= GOAL OF THE EXERCISE =
In the text about phone upgrades, which camera was charged and brought to the Reifel Bird Sanctuary as a backup?

= EXERCISE PASSAGE =
•••
We journey way back to the days of 2014, when U.S. presidents weren’t sociopaths and pandemics hadn’t been around for almost a hundred years. It was a simpler time.
In December, I upgraded my 16 GB iPhone 5C to a 64 GB iPhone 6. The new phone was bigger (but not too big), faster and all that good stuff.
We move forward three years to 2017. The U.S. president is now a sociopath, but there’s still no pandemic, so not totally awful. My iPhone 6 is starting to sputter a bit, performance-wise, though the battery is still fine for my modest needs. I decided to upgrade to an iPhone 8. Other than a faster processor and support for wireless charging, it is functionally the same phone.
We move forward again to May 2018 when I get a kidney infection. This is not nearly as fun as getting a new phone. I lose over five pounds. I am forced to walk much slower than normal, because my innards hurt if I walk faster (my usual pace). This leads to a little bit of serendipity.
As I stroll the neighbourhood, I begin to notice more and more details–flower beds, fruit-bearing trees and so on. I take out my phone and start taking pictures.
I take a lot of pictures.
In 2017, I took 510 photos. In 2018 that jumps to 1,149, and it stays that high (or higher) after.
We now catch up to the fall of 2020. My iPhone 8 is about the same age as my iPhone 6 was when it got replaced. Unlike the 6, the 8 still performs well, thanks to Apple’s CPU improvements. The battery, though, has suffered terribly. Is it due to taking so many more pictures? Hijinks related to wireless charging? Just generally a lot more use? I don’t know.
What I do know is that now, in November 2020, the battery on the phone is so bad I can’t go out for more than an hour without needing a power bank to revive it. So I made the sensible decision to replace it and conveniently, Apple has an entire line of new phones for me to choose from (I loves me Apple Watch too much to consider Android at this time).
At this point, you may be wondering, what does any of this have to do with getting a camera? I will explain.
Last Saturday Nic and I went to the Reifel Bird Sanctuary. Knowing my phone was likely to poop out, I did two things:
I brought along an Anker power bank that could fully charge the phone up to six times
I dug out my 12-year-old Canon Powershot point-and-shoot camera and charged it up to bring along, just in case
My initial plan was to use the camera as a backup in case the phone died. The phone did, in fact, die. I found I could tether it to the power bank and still take pictures, though (sort of like having a portable generator for it), so what I ended up doing was taking a lot of pictures with the phone, then the same shots with the camera to see how they’d compared. What I found was:
The camera still takes pretty good photos!
The 3x optical zoom allowed me to get shots that were impossible with the iPhone
Some of the photos from the camera were actually superior to those from the phone (some were not)
•••
Records excerpted from a collection:
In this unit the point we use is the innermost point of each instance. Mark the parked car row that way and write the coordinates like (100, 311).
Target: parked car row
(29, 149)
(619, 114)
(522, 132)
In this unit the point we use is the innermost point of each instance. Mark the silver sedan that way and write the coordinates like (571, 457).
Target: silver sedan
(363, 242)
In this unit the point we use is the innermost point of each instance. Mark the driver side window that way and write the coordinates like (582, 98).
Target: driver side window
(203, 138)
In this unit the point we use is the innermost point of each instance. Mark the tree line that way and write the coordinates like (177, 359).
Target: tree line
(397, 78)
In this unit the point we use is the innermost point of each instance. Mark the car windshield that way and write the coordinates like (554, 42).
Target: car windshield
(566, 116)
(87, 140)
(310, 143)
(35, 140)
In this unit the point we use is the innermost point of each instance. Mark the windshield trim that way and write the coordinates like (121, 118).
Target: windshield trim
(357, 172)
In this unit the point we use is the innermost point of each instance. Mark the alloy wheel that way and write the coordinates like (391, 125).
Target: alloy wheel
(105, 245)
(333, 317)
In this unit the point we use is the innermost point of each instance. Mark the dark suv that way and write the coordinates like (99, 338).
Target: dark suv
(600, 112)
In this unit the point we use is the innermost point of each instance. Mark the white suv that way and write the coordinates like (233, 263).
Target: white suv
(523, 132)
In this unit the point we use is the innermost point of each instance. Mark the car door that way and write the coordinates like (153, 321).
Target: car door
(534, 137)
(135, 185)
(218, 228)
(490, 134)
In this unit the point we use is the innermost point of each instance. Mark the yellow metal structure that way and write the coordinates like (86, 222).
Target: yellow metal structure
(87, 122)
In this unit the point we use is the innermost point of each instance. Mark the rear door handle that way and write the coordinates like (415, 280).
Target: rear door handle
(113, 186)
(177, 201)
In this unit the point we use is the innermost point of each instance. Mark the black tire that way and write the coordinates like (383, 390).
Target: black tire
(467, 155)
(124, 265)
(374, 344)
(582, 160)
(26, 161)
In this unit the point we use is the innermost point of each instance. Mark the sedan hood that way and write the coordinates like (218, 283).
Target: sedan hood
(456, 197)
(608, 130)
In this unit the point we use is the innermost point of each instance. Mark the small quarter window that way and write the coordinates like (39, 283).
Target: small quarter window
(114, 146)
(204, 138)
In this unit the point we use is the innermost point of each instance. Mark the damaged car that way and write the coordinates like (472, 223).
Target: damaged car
•••
= OUTPUT OF THE EXERCISE =
A 12-year-old Canon Powershot point-and-shoot camera.